**EXERCISE**
Count how many lines in the listing below contain the word "parked". Reply with the number only.

**INFORMATION SHOWN**
— start —

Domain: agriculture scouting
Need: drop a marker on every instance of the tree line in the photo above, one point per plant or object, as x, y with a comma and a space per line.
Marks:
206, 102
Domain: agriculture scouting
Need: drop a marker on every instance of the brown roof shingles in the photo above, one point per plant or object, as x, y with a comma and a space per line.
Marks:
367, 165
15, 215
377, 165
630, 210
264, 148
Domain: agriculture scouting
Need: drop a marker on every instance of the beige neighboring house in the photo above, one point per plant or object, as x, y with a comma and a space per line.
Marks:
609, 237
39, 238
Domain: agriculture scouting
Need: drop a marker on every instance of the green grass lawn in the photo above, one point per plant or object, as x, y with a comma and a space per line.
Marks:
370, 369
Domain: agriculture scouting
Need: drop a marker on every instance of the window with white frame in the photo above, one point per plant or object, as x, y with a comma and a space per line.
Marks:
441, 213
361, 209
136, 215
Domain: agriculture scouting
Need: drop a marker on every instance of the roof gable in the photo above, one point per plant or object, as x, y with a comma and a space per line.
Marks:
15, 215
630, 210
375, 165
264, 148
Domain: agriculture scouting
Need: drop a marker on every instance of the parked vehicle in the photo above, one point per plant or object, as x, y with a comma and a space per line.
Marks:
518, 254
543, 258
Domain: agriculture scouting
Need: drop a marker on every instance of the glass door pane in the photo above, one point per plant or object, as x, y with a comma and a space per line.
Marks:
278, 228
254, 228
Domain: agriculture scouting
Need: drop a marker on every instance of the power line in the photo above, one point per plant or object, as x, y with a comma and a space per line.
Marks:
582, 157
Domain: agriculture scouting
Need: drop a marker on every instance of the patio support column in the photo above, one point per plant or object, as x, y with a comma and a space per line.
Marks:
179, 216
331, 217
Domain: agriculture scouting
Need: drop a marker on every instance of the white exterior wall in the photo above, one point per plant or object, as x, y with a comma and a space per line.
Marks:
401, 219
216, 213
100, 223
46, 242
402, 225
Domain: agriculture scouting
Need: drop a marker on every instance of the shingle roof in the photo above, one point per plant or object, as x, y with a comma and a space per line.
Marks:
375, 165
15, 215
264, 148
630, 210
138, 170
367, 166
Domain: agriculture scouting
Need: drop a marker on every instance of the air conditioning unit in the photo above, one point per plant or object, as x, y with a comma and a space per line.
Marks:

— end —
— start —

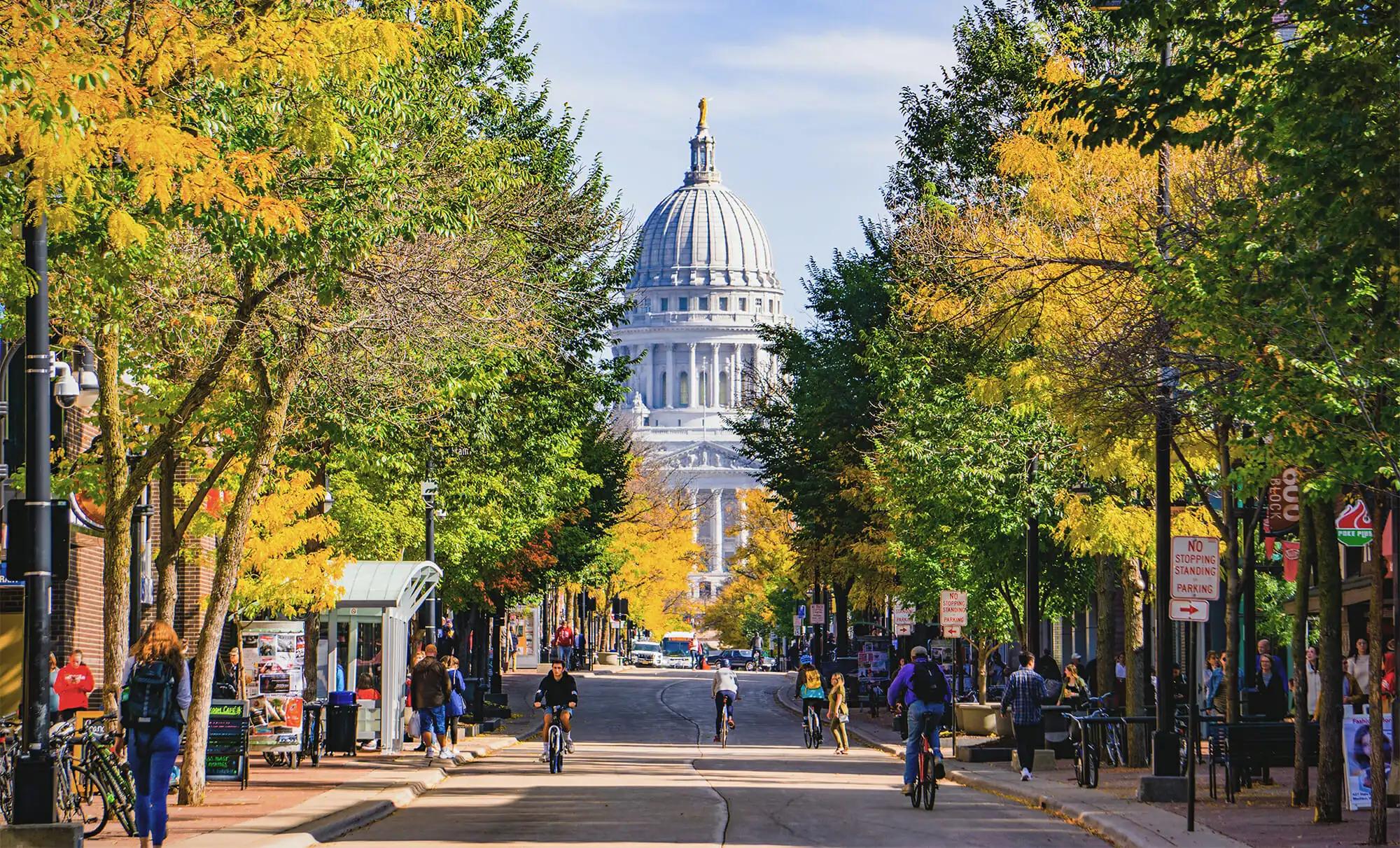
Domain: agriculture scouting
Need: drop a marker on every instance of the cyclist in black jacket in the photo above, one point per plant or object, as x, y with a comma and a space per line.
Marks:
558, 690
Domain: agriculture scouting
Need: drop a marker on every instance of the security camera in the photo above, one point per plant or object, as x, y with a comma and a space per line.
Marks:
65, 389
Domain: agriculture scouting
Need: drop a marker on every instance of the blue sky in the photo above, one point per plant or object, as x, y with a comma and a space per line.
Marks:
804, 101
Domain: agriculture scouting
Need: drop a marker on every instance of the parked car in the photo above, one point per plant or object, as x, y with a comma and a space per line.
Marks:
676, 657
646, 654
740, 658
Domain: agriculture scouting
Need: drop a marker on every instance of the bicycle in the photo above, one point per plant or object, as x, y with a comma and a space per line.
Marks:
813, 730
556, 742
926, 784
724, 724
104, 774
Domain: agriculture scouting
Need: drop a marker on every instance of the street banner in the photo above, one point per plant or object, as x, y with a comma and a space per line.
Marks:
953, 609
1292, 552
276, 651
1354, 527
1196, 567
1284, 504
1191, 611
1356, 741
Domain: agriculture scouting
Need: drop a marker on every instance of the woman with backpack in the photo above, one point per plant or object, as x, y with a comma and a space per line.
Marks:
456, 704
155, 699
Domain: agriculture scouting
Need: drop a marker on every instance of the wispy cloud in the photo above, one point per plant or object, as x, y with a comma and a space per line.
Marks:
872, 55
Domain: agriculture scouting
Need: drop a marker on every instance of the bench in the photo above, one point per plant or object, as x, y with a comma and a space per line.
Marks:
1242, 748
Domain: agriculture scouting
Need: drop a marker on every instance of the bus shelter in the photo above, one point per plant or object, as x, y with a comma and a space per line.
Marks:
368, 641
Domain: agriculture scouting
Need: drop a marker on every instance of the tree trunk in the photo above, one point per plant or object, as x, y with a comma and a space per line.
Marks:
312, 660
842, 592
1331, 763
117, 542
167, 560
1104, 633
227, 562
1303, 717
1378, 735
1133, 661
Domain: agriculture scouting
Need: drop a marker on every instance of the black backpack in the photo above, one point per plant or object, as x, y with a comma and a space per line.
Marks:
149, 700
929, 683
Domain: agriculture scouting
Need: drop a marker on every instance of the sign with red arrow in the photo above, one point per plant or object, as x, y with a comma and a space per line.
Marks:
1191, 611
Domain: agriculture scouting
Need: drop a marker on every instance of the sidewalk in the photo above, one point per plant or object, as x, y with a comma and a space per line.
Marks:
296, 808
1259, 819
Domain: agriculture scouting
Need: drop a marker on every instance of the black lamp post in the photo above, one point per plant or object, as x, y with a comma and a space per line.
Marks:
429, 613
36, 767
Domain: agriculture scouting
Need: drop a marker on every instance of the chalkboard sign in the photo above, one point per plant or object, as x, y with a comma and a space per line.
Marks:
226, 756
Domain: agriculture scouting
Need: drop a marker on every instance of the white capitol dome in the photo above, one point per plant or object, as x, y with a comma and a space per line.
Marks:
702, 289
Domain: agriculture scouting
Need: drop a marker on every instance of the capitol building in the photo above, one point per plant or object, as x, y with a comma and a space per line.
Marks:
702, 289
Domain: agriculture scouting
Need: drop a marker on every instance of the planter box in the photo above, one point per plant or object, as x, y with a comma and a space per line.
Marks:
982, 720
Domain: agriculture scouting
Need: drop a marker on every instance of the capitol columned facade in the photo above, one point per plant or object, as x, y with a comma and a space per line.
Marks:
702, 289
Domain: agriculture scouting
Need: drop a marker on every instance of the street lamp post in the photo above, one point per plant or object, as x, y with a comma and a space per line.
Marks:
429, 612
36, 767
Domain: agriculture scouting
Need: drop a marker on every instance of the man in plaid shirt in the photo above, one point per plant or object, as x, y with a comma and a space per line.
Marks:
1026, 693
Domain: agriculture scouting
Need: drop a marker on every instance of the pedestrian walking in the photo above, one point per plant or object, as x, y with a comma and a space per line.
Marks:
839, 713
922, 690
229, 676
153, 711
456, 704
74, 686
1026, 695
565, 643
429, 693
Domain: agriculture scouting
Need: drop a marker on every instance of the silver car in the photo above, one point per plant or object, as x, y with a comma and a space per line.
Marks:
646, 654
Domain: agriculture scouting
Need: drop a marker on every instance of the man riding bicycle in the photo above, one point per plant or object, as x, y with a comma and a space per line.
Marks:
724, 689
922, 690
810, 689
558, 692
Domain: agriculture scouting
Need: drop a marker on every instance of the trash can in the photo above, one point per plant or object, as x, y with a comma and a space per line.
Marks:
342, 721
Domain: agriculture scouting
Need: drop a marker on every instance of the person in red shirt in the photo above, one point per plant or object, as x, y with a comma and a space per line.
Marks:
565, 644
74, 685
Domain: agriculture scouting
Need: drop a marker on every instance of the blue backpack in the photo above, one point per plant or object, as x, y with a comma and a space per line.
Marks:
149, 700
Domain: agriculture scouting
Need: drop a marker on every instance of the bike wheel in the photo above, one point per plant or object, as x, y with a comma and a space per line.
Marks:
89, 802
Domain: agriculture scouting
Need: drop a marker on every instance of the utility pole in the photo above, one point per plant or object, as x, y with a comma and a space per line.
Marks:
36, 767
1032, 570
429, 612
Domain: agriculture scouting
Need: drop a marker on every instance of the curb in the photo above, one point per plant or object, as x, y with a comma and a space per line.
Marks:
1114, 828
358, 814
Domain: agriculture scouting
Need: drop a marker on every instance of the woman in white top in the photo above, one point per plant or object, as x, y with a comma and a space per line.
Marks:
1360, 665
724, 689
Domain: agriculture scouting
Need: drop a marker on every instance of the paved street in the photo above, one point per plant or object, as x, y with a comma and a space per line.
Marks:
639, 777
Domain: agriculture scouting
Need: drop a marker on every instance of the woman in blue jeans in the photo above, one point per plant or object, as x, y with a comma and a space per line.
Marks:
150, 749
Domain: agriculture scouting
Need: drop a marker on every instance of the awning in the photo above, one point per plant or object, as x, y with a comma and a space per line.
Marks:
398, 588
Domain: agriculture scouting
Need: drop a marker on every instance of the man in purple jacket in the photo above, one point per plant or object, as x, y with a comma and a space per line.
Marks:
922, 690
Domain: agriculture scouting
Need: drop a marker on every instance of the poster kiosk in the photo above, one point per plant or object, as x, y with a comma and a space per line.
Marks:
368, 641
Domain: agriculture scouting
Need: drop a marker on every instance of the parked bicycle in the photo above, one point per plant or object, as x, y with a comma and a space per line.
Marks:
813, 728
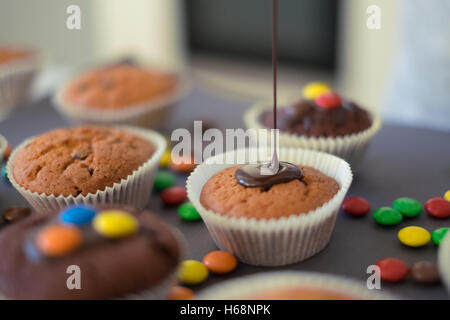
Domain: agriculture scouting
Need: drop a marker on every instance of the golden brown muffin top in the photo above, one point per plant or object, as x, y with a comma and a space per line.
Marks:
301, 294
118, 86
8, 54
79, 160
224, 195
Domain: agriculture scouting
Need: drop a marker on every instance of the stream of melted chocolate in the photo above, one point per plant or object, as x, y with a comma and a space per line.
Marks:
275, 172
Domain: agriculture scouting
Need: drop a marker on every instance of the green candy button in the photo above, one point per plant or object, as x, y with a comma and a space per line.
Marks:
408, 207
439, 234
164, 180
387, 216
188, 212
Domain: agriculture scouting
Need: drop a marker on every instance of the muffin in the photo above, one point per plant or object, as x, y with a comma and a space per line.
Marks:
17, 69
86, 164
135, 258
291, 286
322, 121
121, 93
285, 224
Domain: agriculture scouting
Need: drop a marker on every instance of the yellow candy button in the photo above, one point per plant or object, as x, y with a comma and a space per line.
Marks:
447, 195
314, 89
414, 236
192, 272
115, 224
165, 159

— end —
— start —

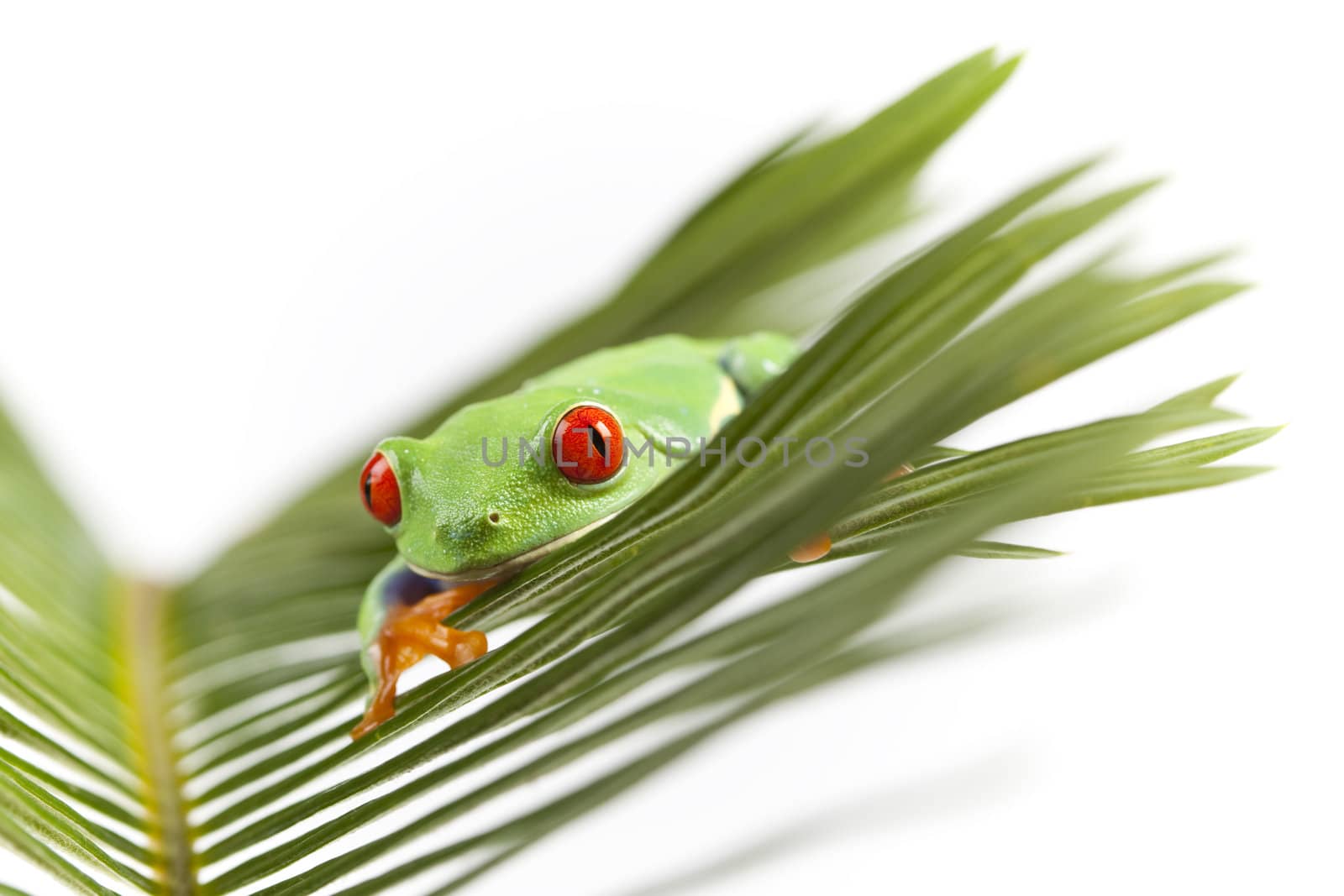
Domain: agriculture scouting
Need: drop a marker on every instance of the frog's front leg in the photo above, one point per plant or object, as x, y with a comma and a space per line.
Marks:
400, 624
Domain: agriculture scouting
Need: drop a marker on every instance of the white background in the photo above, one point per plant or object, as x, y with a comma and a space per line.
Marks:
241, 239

— end —

**RESULT OF THIS EXERCISE**
3